__Problem details__: In the data that follows, find each line containing "ceiling" and copy it.

__Material provided__:
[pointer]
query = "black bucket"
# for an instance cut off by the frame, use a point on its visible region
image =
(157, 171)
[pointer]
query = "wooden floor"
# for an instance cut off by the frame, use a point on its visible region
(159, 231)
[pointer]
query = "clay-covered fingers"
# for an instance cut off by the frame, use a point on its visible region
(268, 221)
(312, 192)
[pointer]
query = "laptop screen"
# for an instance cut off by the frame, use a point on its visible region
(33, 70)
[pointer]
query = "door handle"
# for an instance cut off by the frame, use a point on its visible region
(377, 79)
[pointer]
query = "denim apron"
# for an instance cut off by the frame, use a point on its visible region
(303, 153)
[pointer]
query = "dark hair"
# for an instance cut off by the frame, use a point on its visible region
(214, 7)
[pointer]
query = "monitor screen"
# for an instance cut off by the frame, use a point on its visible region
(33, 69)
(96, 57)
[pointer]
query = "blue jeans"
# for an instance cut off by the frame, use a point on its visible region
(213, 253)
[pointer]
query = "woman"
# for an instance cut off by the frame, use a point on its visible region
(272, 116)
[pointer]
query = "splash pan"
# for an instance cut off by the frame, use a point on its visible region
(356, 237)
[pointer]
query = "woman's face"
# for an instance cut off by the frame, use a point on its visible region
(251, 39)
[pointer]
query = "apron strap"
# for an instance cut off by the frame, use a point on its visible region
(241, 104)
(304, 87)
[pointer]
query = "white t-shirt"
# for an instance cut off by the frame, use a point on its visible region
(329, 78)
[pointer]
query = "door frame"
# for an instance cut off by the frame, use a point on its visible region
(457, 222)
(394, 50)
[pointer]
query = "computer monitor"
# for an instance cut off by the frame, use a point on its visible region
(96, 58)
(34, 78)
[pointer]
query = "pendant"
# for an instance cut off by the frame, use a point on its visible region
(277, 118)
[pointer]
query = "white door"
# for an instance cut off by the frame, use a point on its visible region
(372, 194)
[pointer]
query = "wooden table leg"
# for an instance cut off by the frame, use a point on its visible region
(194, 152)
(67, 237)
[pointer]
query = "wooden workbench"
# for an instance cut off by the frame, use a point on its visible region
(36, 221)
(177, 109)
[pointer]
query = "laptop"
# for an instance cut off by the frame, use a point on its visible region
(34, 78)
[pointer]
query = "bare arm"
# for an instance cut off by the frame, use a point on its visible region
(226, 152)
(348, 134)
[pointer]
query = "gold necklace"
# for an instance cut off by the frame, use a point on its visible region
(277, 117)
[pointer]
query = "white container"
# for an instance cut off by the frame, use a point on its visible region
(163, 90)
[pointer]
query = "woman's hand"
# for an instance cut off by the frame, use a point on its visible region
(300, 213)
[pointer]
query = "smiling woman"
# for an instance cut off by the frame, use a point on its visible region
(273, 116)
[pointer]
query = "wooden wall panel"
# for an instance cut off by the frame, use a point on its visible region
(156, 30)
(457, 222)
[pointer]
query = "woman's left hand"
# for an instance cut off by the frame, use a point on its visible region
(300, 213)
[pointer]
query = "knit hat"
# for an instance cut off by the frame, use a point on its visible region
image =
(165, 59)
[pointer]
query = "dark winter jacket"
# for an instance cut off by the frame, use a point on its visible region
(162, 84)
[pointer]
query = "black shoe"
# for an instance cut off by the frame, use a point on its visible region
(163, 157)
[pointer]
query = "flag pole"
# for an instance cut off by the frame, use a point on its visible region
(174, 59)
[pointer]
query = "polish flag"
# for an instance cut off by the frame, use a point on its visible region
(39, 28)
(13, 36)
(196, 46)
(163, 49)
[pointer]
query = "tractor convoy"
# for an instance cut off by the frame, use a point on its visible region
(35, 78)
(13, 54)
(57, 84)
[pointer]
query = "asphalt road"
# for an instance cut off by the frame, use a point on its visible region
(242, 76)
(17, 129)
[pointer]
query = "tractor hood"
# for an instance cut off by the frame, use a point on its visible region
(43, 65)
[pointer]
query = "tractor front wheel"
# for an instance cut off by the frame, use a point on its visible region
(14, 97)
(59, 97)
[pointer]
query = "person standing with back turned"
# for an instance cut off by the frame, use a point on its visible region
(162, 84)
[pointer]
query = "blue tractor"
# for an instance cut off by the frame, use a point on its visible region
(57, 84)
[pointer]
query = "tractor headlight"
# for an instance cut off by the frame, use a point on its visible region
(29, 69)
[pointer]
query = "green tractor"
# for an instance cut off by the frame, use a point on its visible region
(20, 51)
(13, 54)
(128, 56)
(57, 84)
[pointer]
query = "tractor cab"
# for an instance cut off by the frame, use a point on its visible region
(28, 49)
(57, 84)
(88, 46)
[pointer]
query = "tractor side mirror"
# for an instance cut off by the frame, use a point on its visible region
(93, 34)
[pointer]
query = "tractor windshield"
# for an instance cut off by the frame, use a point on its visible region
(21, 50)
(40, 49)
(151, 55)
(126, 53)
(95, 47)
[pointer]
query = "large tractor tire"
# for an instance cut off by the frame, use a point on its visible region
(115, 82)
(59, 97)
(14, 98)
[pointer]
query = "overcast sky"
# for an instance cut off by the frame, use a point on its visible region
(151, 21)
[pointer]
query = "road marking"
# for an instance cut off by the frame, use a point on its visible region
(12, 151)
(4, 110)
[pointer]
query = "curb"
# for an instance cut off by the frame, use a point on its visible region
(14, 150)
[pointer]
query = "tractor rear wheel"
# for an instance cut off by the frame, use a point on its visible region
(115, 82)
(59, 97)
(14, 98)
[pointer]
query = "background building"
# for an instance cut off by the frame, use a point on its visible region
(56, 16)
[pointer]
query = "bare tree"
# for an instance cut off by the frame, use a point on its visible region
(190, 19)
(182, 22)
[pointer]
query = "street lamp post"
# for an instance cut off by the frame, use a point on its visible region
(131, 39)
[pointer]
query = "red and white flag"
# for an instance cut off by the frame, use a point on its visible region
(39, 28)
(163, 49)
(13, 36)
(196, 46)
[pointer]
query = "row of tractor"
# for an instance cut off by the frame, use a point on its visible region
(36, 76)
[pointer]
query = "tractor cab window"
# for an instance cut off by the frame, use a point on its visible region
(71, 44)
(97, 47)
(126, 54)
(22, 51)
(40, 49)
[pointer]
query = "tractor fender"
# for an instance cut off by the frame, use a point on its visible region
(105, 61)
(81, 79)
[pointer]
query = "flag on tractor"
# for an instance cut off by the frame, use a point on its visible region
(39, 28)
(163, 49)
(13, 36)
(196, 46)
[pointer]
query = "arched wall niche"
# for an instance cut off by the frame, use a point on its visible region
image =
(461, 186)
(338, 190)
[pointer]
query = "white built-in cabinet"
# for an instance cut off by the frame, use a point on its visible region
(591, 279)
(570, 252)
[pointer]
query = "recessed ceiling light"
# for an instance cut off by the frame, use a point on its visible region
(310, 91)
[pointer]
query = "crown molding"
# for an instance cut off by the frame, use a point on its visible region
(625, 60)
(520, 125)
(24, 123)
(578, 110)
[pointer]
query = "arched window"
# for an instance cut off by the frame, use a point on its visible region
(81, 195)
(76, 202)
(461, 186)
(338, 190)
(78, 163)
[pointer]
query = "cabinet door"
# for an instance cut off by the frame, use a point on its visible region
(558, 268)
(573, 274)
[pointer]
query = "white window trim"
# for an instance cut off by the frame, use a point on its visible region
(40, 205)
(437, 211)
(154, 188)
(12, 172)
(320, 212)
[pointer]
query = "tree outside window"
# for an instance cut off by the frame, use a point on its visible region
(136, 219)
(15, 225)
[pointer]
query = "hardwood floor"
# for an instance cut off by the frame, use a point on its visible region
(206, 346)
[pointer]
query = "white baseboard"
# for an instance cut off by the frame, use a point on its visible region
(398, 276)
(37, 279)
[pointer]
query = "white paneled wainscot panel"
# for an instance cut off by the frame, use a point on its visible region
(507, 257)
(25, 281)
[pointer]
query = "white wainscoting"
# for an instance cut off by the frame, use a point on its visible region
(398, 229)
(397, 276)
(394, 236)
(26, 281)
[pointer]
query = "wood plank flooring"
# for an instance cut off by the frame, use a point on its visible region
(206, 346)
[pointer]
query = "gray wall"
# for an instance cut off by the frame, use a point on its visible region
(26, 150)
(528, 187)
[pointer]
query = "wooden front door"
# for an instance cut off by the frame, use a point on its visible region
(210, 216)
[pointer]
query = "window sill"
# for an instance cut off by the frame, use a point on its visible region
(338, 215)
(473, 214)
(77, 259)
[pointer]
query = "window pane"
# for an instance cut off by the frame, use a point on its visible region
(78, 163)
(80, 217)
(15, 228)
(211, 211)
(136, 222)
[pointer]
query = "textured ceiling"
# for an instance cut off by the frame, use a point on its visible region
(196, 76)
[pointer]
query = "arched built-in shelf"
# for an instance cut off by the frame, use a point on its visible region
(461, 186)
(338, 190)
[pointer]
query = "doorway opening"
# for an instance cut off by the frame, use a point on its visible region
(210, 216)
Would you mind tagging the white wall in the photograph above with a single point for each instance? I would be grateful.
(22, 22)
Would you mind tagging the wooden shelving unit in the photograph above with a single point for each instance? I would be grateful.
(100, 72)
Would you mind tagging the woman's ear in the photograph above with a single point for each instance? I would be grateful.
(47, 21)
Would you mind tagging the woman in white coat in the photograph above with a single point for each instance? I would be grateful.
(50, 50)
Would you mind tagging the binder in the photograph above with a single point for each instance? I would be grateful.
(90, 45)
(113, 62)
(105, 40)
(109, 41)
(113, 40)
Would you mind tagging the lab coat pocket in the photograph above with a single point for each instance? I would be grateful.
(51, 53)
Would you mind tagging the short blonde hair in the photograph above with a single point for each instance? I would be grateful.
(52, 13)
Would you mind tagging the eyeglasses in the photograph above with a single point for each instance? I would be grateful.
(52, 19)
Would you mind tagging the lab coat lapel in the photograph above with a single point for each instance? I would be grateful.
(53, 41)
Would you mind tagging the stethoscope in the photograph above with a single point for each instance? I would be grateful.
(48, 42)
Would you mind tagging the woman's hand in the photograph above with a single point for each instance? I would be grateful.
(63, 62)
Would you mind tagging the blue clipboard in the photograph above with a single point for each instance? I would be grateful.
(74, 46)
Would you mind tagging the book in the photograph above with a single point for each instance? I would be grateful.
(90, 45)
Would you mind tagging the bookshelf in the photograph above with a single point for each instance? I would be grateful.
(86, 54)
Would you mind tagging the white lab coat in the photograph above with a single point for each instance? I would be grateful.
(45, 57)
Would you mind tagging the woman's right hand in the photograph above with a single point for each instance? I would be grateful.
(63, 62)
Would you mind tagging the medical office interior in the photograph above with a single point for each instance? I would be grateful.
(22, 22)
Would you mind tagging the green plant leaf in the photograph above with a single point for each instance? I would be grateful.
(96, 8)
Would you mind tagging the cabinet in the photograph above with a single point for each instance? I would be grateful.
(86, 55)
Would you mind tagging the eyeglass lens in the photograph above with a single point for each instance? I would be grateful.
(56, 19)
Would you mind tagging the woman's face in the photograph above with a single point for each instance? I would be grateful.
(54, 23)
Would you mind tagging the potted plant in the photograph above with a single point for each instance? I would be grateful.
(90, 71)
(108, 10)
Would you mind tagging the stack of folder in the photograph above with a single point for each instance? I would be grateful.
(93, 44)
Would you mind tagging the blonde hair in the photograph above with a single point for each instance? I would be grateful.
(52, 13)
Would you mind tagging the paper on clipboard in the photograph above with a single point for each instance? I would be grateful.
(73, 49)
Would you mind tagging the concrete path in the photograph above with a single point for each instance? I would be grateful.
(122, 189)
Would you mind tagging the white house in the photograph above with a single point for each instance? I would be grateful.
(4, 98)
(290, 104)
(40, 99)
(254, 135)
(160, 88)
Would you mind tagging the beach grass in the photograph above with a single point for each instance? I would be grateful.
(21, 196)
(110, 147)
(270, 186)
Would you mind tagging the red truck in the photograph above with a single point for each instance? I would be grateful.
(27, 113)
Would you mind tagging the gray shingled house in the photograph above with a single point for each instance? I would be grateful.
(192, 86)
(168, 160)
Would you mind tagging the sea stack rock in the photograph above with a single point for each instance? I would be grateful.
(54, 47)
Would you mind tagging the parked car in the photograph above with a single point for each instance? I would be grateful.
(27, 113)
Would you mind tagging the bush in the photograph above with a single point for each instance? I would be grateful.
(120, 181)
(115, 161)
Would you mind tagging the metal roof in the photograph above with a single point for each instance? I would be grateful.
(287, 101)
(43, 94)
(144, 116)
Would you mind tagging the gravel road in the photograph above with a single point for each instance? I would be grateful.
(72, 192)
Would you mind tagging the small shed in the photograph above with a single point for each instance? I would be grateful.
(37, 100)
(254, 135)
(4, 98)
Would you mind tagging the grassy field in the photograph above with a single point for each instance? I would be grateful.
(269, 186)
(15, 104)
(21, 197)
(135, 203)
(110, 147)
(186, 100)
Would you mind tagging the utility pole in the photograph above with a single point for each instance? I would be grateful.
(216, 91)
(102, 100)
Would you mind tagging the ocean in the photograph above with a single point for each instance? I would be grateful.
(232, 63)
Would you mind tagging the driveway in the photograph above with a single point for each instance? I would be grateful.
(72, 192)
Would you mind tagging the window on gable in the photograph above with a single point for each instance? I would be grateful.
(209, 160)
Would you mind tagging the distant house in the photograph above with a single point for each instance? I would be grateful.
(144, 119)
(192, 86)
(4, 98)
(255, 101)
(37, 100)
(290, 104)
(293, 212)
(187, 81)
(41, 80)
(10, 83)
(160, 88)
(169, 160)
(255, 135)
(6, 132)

__Exercise response__:
query = "recessed ceiling light"
query = "textured ceiling"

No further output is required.